Extract every line of the records that contains the word "pitch". Case counts.

→ **Source data**:
##########
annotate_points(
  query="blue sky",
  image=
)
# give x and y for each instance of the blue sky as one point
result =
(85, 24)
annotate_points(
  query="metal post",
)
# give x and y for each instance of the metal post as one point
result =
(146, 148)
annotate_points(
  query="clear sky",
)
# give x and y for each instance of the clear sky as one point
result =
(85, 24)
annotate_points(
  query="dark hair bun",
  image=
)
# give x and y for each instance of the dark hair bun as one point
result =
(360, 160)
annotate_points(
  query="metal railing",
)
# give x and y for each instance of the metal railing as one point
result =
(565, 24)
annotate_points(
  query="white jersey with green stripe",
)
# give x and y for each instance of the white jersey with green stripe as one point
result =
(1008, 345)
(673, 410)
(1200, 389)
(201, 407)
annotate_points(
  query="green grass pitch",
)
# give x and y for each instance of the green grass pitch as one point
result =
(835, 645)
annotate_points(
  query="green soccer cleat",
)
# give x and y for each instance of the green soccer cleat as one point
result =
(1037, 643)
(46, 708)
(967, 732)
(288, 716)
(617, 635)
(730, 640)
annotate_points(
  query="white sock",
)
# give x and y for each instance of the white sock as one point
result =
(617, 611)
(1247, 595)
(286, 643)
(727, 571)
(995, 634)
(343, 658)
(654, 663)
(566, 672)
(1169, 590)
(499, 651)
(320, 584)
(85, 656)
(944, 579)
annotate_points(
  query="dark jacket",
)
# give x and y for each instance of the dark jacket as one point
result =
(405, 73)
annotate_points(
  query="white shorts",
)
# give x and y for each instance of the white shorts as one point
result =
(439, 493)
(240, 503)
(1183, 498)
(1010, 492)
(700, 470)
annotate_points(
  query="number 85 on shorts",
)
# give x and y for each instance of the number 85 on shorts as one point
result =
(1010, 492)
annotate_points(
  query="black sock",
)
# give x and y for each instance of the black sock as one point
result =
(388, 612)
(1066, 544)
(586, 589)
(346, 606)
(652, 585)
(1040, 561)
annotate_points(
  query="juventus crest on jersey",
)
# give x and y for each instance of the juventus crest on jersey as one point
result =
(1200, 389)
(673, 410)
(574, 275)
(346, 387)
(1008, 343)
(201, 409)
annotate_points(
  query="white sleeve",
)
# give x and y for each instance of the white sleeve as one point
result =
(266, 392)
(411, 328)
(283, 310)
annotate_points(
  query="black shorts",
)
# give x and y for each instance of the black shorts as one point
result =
##########
→ **Output below**:
  query="green grass pitch",
# give x and y for each instance of the green grass pitch as one point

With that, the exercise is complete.